* [Input]:
----
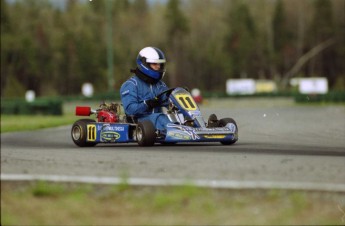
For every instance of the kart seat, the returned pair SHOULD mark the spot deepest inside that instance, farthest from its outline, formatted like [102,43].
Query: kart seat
[131,119]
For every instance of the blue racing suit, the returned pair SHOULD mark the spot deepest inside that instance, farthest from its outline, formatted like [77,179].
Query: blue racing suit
[133,94]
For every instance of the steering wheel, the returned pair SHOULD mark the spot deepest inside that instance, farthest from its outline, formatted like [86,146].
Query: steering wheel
[167,92]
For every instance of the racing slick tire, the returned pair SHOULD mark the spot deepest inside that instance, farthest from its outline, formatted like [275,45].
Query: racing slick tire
[146,133]
[223,122]
[79,133]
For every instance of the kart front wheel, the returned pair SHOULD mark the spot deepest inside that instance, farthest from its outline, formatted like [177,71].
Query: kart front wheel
[146,133]
[222,123]
[79,133]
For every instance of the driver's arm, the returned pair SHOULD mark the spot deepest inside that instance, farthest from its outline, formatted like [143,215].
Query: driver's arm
[131,103]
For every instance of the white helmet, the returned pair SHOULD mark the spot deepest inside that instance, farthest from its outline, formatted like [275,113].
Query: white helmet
[151,55]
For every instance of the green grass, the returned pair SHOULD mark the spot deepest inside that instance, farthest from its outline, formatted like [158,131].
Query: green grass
[43,203]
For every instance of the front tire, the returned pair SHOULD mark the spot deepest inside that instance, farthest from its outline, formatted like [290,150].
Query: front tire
[146,133]
[79,133]
[222,123]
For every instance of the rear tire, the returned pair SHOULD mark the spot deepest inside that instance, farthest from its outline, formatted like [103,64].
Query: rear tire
[146,133]
[222,123]
[79,133]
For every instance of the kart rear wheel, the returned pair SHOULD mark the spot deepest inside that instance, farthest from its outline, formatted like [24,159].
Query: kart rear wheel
[146,133]
[222,123]
[79,133]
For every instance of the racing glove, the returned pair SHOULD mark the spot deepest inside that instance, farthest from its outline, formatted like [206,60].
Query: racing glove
[152,103]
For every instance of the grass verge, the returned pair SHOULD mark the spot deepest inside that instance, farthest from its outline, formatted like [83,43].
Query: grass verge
[43,203]
[16,123]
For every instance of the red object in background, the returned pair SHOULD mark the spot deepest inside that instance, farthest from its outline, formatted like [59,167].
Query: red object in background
[102,116]
[107,116]
[82,111]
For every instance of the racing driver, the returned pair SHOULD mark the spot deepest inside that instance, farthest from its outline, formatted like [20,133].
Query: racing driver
[138,93]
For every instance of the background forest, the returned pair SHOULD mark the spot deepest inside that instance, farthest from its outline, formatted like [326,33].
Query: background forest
[54,50]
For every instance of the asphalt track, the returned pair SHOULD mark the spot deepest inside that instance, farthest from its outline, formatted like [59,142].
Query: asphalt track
[280,145]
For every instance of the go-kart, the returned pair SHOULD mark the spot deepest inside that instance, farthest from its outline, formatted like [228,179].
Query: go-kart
[187,124]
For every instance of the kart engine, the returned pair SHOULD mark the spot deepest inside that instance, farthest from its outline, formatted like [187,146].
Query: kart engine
[105,112]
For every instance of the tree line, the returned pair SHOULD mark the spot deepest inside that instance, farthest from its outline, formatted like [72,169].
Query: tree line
[53,51]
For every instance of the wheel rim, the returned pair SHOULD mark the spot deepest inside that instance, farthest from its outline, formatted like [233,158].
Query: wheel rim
[76,133]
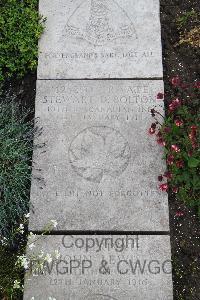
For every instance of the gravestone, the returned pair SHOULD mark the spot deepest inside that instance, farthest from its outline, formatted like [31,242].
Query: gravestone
[100,39]
[95,168]
[107,267]
[98,168]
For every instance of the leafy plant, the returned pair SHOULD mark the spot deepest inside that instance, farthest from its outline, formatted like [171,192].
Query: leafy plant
[16,135]
[186,17]
[180,136]
[20,28]
[189,27]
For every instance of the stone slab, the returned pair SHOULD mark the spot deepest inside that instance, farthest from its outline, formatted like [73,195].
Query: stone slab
[100,39]
[102,268]
[98,168]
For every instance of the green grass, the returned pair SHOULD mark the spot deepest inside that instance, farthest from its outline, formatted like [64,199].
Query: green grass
[16,135]
[20,29]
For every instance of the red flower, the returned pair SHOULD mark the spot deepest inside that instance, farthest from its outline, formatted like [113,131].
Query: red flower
[174,104]
[193,127]
[175,148]
[160,96]
[190,153]
[168,175]
[163,187]
[178,122]
[151,130]
[170,159]
[175,190]
[161,142]
[179,214]
[197,84]
[159,134]
[167,129]
[176,81]
[180,164]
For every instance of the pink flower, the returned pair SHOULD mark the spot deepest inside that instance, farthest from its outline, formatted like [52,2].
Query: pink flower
[180,164]
[176,81]
[163,187]
[178,122]
[160,96]
[170,159]
[161,142]
[179,214]
[168,175]
[174,104]
[194,127]
[197,84]
[151,130]
[175,148]
[167,129]
[175,190]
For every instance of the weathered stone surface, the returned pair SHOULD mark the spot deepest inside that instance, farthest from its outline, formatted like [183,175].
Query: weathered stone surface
[100,39]
[103,268]
[98,168]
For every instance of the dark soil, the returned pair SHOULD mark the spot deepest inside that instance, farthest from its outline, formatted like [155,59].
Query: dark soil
[185,230]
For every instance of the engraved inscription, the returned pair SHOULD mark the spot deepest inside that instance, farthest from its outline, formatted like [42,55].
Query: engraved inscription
[99,151]
[99,297]
[95,21]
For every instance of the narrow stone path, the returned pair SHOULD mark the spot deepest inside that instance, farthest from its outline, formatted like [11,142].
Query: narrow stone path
[96,174]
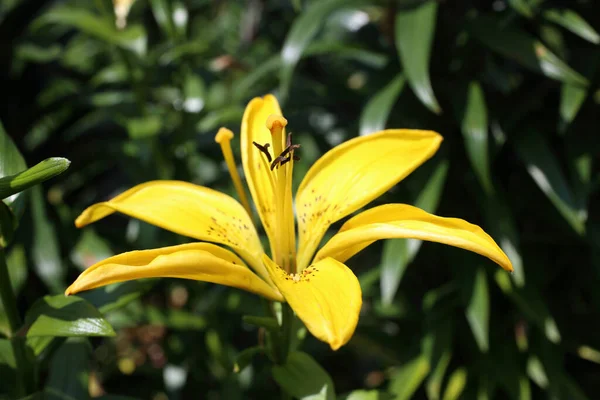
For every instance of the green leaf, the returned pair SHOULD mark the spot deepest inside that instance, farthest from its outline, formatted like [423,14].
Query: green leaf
[367,395]
[303,30]
[528,8]
[39,173]
[572,21]
[478,310]
[162,14]
[414,38]
[46,250]
[545,171]
[406,380]
[11,162]
[474,128]
[531,304]
[69,369]
[303,378]
[133,38]
[399,253]
[377,110]
[8,366]
[244,358]
[571,100]
[17,267]
[434,383]
[456,384]
[115,296]
[515,44]
[65,316]
[269,323]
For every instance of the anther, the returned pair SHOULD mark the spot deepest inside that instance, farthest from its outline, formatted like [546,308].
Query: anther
[264,149]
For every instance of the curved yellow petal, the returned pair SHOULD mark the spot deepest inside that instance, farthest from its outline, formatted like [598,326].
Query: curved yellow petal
[351,175]
[198,261]
[189,210]
[256,168]
[326,296]
[391,221]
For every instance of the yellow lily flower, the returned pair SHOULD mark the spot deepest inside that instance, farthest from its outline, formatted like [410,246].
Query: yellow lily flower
[321,290]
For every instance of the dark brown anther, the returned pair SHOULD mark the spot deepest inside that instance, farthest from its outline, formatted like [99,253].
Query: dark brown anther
[286,155]
[264,149]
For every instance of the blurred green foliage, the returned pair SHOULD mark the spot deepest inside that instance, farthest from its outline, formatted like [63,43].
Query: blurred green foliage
[512,85]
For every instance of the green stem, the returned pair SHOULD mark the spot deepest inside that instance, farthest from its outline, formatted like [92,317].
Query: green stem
[287,319]
[9,302]
[8,296]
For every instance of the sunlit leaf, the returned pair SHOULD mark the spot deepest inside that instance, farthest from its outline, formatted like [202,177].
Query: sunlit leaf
[302,31]
[303,378]
[65,316]
[414,38]
[40,172]
[70,368]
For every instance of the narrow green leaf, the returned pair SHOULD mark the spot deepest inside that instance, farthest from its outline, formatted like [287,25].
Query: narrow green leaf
[46,250]
[399,253]
[244,358]
[39,173]
[69,369]
[133,38]
[527,8]
[414,38]
[456,384]
[406,380]
[572,21]
[161,9]
[367,395]
[531,304]
[303,378]
[17,267]
[115,296]
[515,44]
[536,372]
[377,110]
[303,30]
[571,100]
[8,367]
[545,171]
[478,310]
[11,163]
[434,383]
[474,128]
[65,316]
[263,322]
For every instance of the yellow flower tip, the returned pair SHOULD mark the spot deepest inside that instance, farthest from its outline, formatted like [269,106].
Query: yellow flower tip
[276,122]
[224,135]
----
* [Given task]: Would you give again, word for word, every line from the one with "For every instance of the yellow flower" through the final line of the listing above?

* [Expected answer]:
For every instance of the yellow flower tip, the returned pair SHOULD mark the spot deepest inside that instance, farthest from its outline, formatted like [269,106].
Query: yellow flower tip
[276,122]
[224,135]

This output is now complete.